Given instruction - Would you write out the records below word for word, leaving the pictures out?

Materials provided -
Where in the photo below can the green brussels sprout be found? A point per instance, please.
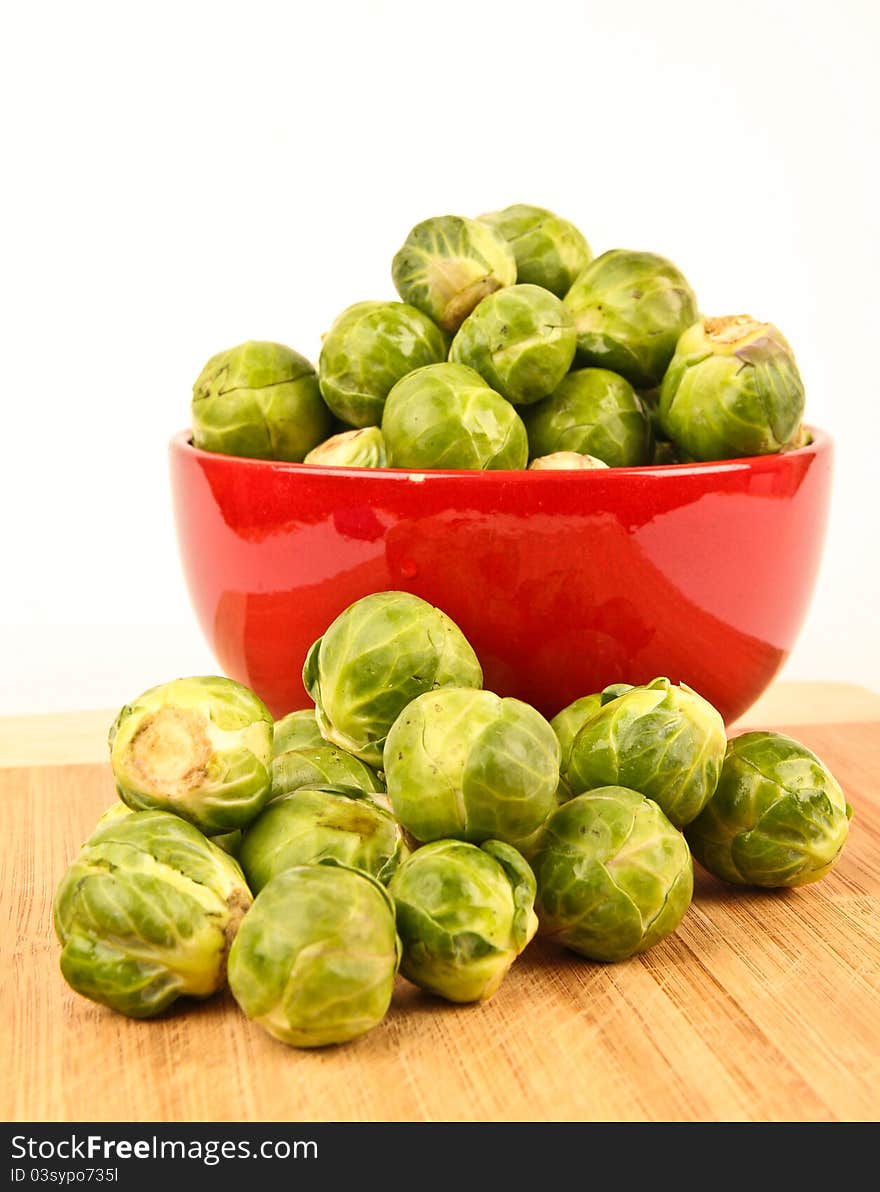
(614, 876)
(550, 252)
(147, 912)
(630, 310)
(732, 389)
(324, 765)
(229, 842)
(311, 823)
(521, 341)
(565, 461)
(259, 399)
(297, 730)
(664, 452)
(447, 416)
(778, 818)
(569, 722)
(448, 264)
(468, 765)
(464, 914)
(594, 413)
(199, 747)
(366, 352)
(379, 653)
(663, 740)
(351, 448)
(315, 960)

Result below -
Where in the photo below can the green brussels sprout be found? A point per instance, please.
(614, 876)
(550, 252)
(147, 912)
(630, 310)
(732, 389)
(324, 765)
(229, 842)
(311, 823)
(521, 341)
(565, 461)
(259, 399)
(297, 730)
(664, 452)
(447, 416)
(778, 818)
(569, 722)
(448, 264)
(468, 765)
(464, 914)
(594, 413)
(199, 747)
(366, 352)
(379, 653)
(663, 740)
(351, 448)
(315, 960)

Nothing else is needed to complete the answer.